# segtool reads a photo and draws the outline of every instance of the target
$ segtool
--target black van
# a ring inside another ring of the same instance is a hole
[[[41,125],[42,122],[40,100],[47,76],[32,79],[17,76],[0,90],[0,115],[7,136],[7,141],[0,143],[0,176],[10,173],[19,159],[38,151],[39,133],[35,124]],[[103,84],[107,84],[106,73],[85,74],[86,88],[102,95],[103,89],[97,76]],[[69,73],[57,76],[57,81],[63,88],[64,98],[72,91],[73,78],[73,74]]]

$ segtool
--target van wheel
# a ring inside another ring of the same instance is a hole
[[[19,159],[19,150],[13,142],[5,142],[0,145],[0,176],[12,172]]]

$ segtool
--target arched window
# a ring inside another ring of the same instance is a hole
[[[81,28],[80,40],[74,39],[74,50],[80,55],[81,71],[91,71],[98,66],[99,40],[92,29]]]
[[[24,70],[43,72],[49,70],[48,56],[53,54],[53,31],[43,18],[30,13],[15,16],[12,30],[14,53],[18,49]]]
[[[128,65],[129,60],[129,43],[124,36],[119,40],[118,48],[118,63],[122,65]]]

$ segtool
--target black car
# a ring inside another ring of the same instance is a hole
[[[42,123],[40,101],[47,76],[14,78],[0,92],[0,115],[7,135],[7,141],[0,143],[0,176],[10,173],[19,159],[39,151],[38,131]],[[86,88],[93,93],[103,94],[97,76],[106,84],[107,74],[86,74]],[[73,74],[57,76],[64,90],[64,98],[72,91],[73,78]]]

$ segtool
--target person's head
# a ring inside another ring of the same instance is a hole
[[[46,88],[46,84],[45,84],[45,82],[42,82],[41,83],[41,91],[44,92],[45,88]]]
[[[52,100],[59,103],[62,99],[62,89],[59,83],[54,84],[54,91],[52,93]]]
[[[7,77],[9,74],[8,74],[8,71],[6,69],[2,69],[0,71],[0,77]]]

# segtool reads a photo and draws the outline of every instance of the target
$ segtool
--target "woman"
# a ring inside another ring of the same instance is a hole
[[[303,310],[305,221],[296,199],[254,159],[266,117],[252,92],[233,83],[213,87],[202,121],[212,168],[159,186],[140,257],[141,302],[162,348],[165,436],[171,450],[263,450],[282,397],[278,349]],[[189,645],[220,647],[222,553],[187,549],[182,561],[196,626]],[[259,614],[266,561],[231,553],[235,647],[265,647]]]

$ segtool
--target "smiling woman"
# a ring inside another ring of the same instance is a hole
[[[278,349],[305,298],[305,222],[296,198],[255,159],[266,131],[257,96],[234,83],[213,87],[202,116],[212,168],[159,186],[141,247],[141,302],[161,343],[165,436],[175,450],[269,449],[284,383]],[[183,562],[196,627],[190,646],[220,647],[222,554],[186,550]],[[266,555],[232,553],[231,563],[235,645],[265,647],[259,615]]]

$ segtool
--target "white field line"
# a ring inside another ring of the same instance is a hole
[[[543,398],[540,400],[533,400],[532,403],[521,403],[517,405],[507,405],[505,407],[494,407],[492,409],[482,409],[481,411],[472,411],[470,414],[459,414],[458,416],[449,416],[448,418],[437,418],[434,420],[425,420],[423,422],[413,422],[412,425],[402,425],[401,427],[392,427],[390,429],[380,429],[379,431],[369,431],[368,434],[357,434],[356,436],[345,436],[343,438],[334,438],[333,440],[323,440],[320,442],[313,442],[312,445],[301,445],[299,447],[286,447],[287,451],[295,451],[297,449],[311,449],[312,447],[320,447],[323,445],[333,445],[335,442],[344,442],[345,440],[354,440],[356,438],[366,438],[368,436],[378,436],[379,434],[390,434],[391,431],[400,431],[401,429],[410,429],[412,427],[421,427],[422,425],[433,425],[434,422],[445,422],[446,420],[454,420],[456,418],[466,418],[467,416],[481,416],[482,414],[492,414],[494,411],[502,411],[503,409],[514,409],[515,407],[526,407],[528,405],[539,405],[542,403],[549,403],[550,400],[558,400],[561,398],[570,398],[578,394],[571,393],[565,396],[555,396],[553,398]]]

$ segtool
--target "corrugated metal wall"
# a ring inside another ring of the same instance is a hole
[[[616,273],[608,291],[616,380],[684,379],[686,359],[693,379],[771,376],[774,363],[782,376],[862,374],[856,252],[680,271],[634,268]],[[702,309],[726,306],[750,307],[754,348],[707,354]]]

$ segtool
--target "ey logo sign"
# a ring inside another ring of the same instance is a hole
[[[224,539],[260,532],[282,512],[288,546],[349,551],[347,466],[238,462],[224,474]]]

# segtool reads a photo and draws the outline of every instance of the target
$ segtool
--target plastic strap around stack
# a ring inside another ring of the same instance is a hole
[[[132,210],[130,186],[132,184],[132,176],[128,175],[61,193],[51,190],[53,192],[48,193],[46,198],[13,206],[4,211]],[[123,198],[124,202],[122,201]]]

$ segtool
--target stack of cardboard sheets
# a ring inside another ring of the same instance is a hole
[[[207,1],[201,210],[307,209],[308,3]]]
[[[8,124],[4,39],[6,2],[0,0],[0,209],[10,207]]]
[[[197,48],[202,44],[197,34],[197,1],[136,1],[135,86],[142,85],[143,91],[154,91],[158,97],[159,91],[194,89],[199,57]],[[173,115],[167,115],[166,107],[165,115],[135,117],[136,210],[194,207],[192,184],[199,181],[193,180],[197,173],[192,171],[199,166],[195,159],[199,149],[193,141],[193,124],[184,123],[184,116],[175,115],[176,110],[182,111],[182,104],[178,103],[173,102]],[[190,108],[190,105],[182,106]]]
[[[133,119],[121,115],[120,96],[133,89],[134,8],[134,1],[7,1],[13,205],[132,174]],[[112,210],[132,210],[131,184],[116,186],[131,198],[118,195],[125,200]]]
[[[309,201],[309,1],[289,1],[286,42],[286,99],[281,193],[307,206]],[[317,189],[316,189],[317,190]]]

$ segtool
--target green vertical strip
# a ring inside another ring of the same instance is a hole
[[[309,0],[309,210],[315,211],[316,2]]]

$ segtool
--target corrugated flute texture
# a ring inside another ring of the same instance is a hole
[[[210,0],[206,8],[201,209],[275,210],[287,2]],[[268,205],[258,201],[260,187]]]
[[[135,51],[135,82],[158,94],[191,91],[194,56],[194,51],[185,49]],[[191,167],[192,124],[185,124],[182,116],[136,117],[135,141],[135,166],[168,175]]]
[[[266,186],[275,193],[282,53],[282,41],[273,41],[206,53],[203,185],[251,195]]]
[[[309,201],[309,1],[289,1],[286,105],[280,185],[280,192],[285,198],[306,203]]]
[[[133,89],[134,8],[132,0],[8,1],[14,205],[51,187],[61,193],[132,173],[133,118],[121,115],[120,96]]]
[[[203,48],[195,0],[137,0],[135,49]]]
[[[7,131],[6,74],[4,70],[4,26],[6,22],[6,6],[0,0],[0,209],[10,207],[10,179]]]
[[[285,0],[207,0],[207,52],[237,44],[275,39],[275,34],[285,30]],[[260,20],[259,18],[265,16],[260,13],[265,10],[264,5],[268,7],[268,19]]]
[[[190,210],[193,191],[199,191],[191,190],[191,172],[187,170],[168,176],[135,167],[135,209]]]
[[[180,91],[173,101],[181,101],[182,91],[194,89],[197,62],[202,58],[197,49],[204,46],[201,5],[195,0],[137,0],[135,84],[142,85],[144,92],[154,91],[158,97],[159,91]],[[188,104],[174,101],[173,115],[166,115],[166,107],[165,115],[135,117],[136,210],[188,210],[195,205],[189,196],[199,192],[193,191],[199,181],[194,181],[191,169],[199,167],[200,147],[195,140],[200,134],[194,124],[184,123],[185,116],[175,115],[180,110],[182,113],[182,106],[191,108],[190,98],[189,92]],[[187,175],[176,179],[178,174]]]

Given exercise — Copy the records word for word, starting at the very first line and stopping after the line that contains "[[[7,77],[9,74],[8,74],[8,71],[6,69],[2,69],[0,71],[0,77]]]".

Task answer —
# segtool reads a photo and draws the outline of every instance of the target
$ segtool
--target black van
# a ring inside another ring of the same instance is a hole
[[[41,125],[42,122],[40,100],[47,76],[32,79],[17,76],[0,90],[0,115],[7,136],[7,141],[0,143],[0,176],[10,173],[19,159],[38,151],[39,133],[35,124]],[[103,84],[107,84],[106,73],[85,74],[86,88],[102,95],[103,89],[97,76]],[[69,73],[57,76],[57,81],[63,88],[64,98],[72,91],[73,78],[73,74]]]

$ segtool
--target van wheel
# a ring inside another ring of the same instance is a hole
[[[19,159],[19,150],[13,142],[5,142],[0,145],[0,176],[12,172]]]

$ segtool
--target arched window
# a ring inside another ring of the same instance is a hole
[[[81,28],[80,40],[74,39],[74,50],[80,55],[81,71],[91,71],[98,66],[99,40],[92,29]]]
[[[24,70],[43,72],[49,70],[48,56],[53,54],[53,31],[43,18],[30,13],[15,16],[12,30],[14,53],[18,49]]]
[[[128,65],[129,60],[129,43],[124,36],[119,40],[118,48],[118,63],[122,65]]]

$ segtool
--target black car
# a ring inside another ring of the same instance is a hole
[[[42,123],[40,101],[47,76],[14,78],[0,92],[0,115],[7,135],[7,141],[0,143],[0,176],[10,173],[19,159],[39,151],[38,131]],[[86,88],[93,93],[103,94],[97,76],[106,84],[107,74],[86,74]],[[73,74],[57,76],[64,90],[64,98],[72,91],[73,78]]]

$ segtool
--target person's head
# a ring inside another ring of the same instance is a hole
[[[46,88],[46,84],[45,84],[45,82],[42,82],[41,83],[41,91],[44,92],[45,88]]]
[[[52,100],[59,103],[62,99],[62,89],[59,83],[54,84],[54,91],[52,93]]]
[[[7,77],[9,74],[8,74],[8,71],[6,69],[2,69],[0,71],[0,77]]]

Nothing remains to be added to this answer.